### Apply what you read
A. In the TV reviews, which Torchwood episode does the reviewer call the weakest of the three aired so far?
B. Continue the TV reviews from where they stop.

Start of Document passage

Earlier this month I posted a trailer of Modern Family and I gave it a few choice words. So a few[...]
Read The Full Article:
Sunday, August 23rd, 2009
06.00 The Big Bang Theory
07.30 Legend Of The Seeker
12.00 Good Morning Miami
12.30 The Mary Tyler Moore Show
01.00 Flying Blind
The Big Bang Theory. Season 2, Episode 22. "The Classified Materials Turbulence" Stuart and Penny go on a second date, while Leonard tries to sabotage it. And then feels guilty.
A great episode, but not a particularly funny one. The sub-plot (a malfunctioning toilet in space) gets more laughs than the main plot, but that's fine. This is a story-driven outing. It's more about watching what will happen between Leonard and Penny. I'm fine with that.
Torchwood. Episode 3. "Ghost Machine" Alien machine allows holder to see 'ghosts' (trapped emotions).
While there are good elements in this episode, it's a bit of a mess structure-wise and is easily the weakest of the three aired so far.
The idea of Gwen, and later Owen, being able to see moments from history is pretty cool. But I have the feeling that Helen Raynor isn't quite sure what to do with the idea. Gwen sees a boy from wartime, and meets him as an old man, and nothing much comes from it. Gwen uses the machine to see her own past. And it's cute. But dis joined. Likewise the super-sexy scene where Jack teaches Gwen how to use lots and lots of guns doesn't seem to fit with anything else in the episode. Bizarre.
Owen sees a murder from 1963 and tracks the killer (Gareth Thomas) in a very un-professional manner. While this does serve to make the view like Owen a bit more, it's also serves to highlight Torchwood as an undisciplined bunch, always running off half-cocked.
The death of the guy at the end is truly awful. Badly staged and nonsensical. By that stage I had lost interest in what the writer was trying to say with this tale.
Legend Of The Seeker. Episode 9. Zed goes undercover as a "Puppeteer".
Great fun. More continuity, which I love to see, and a departure from the over-used-formula of having one of the trio captured, only to be rescued from the other two.
To stop Darken Rahl from getting the third part of the object he seeks (which will give him absolute power, or some such) Zed goes undercover inside the castle of a rival queen. And spends most of his time with two children: one evil, one nice.
It's difficult to find one child that can act and be likable, but this episode finds two: Maisy McLeod-Riera as the nasty princess, and Jordana Beatty as her slave. Both are adorable, likeable and super talented. Maisy McLeod-Riera appears to be having a ton of fun as the spoiled birthday girl and it's a blast to watch her tormenting everyone around her. Bruce Spence does a terrific job at showing us the bond between Zed and Rachel (Jordana Beatty) and it's easy to believe he sees his own daughter when he sees her.

End of Document passage
Start of Raw data

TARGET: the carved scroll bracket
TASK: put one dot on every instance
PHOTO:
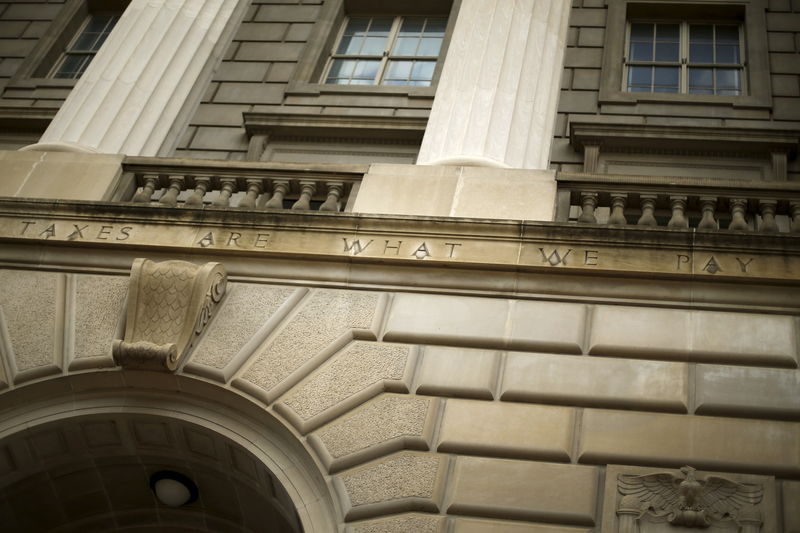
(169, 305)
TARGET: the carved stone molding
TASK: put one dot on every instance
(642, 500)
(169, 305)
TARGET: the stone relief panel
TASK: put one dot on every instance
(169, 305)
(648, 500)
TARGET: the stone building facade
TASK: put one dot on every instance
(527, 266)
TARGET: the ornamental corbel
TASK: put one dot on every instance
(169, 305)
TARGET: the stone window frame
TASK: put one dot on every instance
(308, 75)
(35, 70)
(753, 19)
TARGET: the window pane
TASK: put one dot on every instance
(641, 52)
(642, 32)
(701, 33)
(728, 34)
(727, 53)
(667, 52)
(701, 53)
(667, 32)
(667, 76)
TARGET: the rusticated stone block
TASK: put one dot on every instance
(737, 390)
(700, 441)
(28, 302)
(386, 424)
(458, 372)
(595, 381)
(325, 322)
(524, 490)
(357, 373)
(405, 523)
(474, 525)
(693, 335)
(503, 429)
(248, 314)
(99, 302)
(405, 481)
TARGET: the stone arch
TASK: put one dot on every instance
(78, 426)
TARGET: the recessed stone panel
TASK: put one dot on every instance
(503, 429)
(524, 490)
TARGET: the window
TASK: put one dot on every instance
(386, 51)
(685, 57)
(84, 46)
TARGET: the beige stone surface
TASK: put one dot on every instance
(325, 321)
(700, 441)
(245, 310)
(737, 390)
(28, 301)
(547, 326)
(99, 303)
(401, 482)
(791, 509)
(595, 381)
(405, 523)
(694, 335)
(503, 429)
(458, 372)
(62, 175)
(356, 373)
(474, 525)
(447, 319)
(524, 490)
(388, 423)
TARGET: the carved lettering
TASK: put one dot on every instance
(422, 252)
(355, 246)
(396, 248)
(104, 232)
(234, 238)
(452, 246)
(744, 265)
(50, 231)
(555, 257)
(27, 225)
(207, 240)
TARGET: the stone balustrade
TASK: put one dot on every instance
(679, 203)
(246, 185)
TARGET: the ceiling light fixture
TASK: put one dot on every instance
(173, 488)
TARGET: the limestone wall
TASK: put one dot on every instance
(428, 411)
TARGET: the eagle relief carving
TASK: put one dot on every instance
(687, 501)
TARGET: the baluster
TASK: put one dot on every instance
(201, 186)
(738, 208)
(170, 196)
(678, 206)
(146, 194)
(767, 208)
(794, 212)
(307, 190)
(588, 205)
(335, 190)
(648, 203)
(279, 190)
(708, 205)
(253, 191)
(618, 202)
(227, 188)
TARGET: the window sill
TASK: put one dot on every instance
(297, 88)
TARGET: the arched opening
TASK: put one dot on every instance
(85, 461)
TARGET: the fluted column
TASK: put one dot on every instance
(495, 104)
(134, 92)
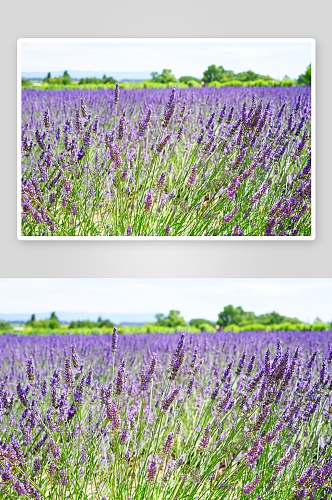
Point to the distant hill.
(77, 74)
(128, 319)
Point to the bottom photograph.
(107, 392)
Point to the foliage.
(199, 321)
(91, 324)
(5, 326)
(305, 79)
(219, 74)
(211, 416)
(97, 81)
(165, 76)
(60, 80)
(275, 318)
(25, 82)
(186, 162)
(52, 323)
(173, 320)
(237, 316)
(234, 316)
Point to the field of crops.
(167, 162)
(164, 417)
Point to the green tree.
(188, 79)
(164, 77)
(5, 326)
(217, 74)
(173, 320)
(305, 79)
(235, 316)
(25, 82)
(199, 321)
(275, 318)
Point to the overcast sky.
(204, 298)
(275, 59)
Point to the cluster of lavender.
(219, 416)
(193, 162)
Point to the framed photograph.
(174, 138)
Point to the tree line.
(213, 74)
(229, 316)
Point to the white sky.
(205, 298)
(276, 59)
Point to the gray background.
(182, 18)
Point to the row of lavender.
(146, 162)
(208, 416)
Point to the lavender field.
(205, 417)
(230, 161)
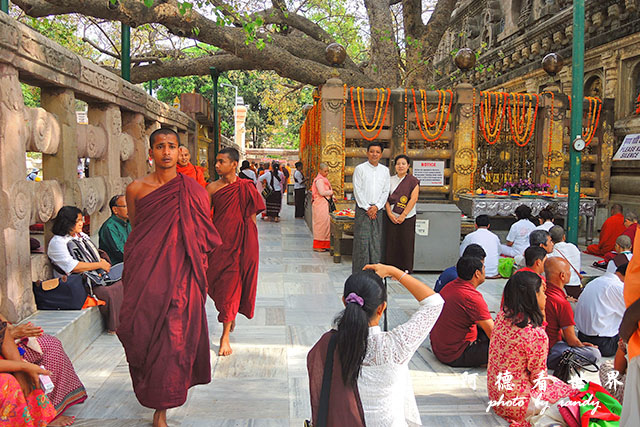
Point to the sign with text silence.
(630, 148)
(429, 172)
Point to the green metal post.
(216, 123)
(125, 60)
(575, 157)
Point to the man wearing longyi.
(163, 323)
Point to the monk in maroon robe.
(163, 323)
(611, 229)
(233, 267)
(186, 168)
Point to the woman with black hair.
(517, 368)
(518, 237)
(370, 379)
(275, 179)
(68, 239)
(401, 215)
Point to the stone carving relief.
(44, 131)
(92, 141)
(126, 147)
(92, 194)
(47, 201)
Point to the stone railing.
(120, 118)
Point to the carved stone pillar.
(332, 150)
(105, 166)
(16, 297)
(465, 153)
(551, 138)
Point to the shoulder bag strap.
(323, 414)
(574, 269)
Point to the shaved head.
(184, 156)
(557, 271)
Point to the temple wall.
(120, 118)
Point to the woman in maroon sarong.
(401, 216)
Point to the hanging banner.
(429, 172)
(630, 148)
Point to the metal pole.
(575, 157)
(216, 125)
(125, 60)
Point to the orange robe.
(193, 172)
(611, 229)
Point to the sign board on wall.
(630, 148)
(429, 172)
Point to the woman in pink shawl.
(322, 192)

End of Raw data

### Numbered answers
A. Episode 3, "Ghost Machine."

B.
The final third of the episode has some unbelievable tension, with Zed and Rahl face-to-face and the fate of the magical object very much up in the air. It spends quite a while hidden in the birthday cake, while Zed does his best to distract everyone. Superb stuff. Probably the highlight of the series so far.
Supernatural. Season 4, Episode 16. "On The Head Of A Pin" Dean tortures. Sam kills. Castiel realises.
It's rare to find a SN episode that doesn't work as a stand-alone tale. This is very much a chapter in an ongoing saga. And lots happens to advance to story arc. Misha Collins gets lots of screen time and displays some serious acting chops. The guy is awesome, and his scenes with (equally awesome) Jensen Ackles are the highlight of the episode.
Sam, meanwhile, shows up to show that he has gone even more badass than last week. And it's cool. And terrible. In equal measure. Sam has really gone over to the darkside now. Scary.
And there's a revelation, too. And someone's motives are highlighted for the first time. I didn't see it coming. But I wasn't particularly shocked. I just didn't care very much. And that sums up my feelings on the episode. It was fine. The acting was superb. The twists were interesting, and there was a real sense of a big story moving forward. But, all told, nothing very much here to get overly-excited about, or invested in. Grade: B+
Good Morning Miami. Episode 21. "The Slow And The Furious" The TV show runs a "Win A Date With Gavin" segment.
The subplot is awful (it contains exactly one gag) but the main story is very, very funny and contains some great character writing.
Frank is driving Claire to work (for reasons that are not fully explained) and finds out that her friend, that she hasn't spoken to for years, is dying. So her takes her to the hospital. And they have one final argument. And the woman dies. Yuck. There's one good gag in this mess about Frank being a slow driver ("It's five miles away. We can be there in 90 minutes.")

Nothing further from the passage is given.